* _WHAT TO PRODUCE_: Return the lines beginning at the one that contains "[outline] black and" and continuing to the end of the entries, including both ends, exactly as written and nothing else.

* _AVAILABLE DATA_:

-=-=-

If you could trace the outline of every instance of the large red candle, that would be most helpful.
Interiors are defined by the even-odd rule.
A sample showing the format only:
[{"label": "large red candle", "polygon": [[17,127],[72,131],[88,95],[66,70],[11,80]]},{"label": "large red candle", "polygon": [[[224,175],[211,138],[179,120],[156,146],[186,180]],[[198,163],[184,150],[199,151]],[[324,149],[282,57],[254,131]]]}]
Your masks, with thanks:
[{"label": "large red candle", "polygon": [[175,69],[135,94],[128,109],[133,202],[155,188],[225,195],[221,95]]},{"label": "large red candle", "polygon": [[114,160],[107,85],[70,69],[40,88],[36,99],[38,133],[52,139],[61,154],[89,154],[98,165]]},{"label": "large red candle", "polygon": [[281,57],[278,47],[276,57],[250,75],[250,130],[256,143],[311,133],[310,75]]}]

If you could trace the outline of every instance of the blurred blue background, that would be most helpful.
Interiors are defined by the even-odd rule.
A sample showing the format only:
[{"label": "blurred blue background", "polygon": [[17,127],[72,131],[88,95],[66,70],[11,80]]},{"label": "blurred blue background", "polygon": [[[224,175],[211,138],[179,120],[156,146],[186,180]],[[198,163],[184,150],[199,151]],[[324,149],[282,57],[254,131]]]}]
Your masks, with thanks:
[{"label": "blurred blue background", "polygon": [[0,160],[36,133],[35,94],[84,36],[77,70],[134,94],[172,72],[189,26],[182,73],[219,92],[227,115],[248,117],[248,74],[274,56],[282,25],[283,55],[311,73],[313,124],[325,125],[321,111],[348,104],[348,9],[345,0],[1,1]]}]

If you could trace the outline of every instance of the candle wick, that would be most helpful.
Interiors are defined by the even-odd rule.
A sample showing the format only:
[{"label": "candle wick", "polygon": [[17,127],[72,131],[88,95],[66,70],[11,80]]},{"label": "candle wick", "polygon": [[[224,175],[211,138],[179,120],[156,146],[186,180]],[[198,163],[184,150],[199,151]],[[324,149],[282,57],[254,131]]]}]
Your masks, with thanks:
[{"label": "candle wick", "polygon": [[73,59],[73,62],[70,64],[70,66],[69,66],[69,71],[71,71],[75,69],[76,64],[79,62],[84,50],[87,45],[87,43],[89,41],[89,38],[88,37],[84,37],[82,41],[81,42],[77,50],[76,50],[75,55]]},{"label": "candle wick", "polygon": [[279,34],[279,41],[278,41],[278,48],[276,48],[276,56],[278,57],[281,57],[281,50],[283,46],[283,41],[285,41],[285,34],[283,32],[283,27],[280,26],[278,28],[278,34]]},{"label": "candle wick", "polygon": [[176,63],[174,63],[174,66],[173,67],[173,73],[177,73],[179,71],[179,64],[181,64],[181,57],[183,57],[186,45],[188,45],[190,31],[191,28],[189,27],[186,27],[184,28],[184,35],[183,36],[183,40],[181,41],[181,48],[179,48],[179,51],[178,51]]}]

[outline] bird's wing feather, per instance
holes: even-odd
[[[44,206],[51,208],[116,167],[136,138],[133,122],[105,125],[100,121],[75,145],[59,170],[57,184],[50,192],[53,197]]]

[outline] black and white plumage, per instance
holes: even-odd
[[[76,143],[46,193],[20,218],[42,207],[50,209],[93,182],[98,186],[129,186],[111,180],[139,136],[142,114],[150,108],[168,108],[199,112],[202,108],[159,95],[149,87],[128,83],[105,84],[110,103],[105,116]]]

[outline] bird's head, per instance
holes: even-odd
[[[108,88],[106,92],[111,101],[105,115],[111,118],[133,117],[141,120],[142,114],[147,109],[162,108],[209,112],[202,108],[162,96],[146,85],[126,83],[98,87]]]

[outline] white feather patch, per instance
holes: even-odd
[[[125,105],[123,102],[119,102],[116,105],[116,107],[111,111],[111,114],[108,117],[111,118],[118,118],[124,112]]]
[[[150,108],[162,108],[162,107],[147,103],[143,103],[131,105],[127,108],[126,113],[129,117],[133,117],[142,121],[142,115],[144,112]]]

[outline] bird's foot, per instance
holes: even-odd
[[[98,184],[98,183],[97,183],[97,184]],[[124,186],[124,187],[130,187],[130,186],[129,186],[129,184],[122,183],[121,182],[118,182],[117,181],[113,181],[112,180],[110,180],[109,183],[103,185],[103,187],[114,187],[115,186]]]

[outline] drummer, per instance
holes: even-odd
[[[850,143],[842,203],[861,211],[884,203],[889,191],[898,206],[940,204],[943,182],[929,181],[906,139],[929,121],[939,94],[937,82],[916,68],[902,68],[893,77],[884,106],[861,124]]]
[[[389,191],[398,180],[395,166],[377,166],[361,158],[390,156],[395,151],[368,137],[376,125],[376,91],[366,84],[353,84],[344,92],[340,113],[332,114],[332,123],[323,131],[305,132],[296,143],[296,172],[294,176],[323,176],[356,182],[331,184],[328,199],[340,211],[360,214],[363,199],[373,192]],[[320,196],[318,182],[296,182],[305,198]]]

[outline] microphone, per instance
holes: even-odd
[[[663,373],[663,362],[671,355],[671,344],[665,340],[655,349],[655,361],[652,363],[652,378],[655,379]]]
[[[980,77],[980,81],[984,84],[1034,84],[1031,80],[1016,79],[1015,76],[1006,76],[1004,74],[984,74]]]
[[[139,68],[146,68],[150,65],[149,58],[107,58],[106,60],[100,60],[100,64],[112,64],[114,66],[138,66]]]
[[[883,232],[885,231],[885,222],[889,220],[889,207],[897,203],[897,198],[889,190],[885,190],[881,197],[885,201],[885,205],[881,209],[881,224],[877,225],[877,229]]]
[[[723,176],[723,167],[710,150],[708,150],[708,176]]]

-=-=-

* _EXERCISE ANSWER_:
[outline] black and white plumage, per instance
holes: even-odd
[[[76,143],[46,193],[20,218],[42,207],[50,209],[93,182],[98,186],[129,186],[111,180],[139,136],[142,114],[150,108],[168,108],[199,112],[202,108],[159,95],[149,87],[128,83],[105,84],[110,103],[105,116]]]

[outline] bird's head, per instance
holes: even-odd
[[[108,88],[106,92],[111,101],[105,115],[111,118],[133,117],[141,120],[142,114],[147,109],[162,108],[209,112],[202,108],[162,96],[146,85],[126,83],[98,87]]]

[outline] white feather patch, per instance
holes: even-odd
[[[125,105],[123,102],[119,102],[116,105],[116,107],[111,111],[111,114],[108,117],[111,118],[118,118],[124,112]]]
[[[150,108],[162,108],[162,107],[147,103],[143,103],[131,105],[127,108],[126,113],[129,117],[133,117],[142,121],[142,115],[144,112]]]

[outline] bird's foot, per instance
holes: even-odd
[[[98,184],[98,183],[97,183],[97,184]],[[124,186],[124,187],[130,187],[130,186],[129,186],[129,184],[122,183],[121,182],[118,182],[117,181],[113,181],[112,180],[110,180],[109,183],[103,185],[103,187],[114,187],[115,186]]]

[outline] drummer, per instance
holes: even-odd
[[[850,143],[842,203],[861,211],[884,203],[889,191],[898,206],[940,204],[943,182],[929,181],[906,139],[929,121],[939,94],[937,82],[916,68],[902,68],[893,77],[884,106],[861,124]]]
[[[389,191],[398,180],[395,166],[377,166],[361,158],[390,156],[395,151],[368,137],[376,125],[376,91],[366,84],[353,84],[344,92],[340,113],[332,114],[332,123],[323,131],[305,132],[296,143],[296,172],[294,176],[323,176],[356,182],[331,184],[328,199],[340,211],[360,214],[363,199],[373,192]],[[320,196],[318,182],[296,182],[305,198]]]

[outline] microphone, per instance
holes: even-odd
[[[663,373],[663,362],[671,355],[671,344],[665,340],[655,349],[655,361],[652,363],[652,378],[655,379]]]
[[[980,77],[980,81],[984,84],[1034,84],[1031,80],[1016,79],[1015,76],[1006,76],[1004,74],[984,74]]]
[[[139,68],[146,68],[150,65],[149,58],[107,58],[106,60],[100,60],[100,64],[112,64],[114,66],[138,66]]]
[[[883,232],[885,231],[885,222],[889,220],[889,207],[897,203],[897,198],[889,190],[885,190],[881,197],[885,201],[885,205],[881,209],[881,224],[877,225],[877,229]]]
[[[723,176],[723,167],[710,150],[708,150],[708,176]]]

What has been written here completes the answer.